WHAT YOU WILL DO
From the bearing fault diagnosis text below, list each distinct name that begins with three or more capital letters.

PAGE TEXT
********

Table 9 presents KACFormer’s accuracy for Task 1 across these three distinct working conditions.
From the experimental data, it can be concluded that when the source domain and target domain individuals work under the same working conditions, the robustness of the algorithm will not be affected.
4. Conclusions
In this work, a cross-individual bearing fault diagnosis scenario is explored. By integrating KART into traditional convolution and attention mechanisms, a novel model, KACFormer, is proposed to explore the potential of leveraging the nonlinear modeling capabilities and individual generalization of KANs. KACFormer enhances feature representation while preserving the translation invariance of convolution and the context-aware semantic modeling ability of attention mechanisms. Extensive experiments on two public datasets demonstrate the superior generalization performance of KACFormer, achieving state-of-the-art accuracy rates of 95.73% and 91.58% in cross-individual scenarios. These results highlight the potential effectiveness of KACFormer in improving fault diagnosis under varying operational conditions and individual differences. Beyond bearing fault diagnosis, the proposed KACFormer framework exhibits potential for generalization to other similar industrial scenarios involving vibration signal processing and domain adaptation, such as health monitoring for gearboxes and wind turbine condition monitoring [
37].

********

DATA UNDER STUDY
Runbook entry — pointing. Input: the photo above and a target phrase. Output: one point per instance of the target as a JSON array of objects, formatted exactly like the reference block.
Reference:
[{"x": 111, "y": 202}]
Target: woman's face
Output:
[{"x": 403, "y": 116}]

********

SOLUTION TO THIS TASK
KACFormer, KART, KANs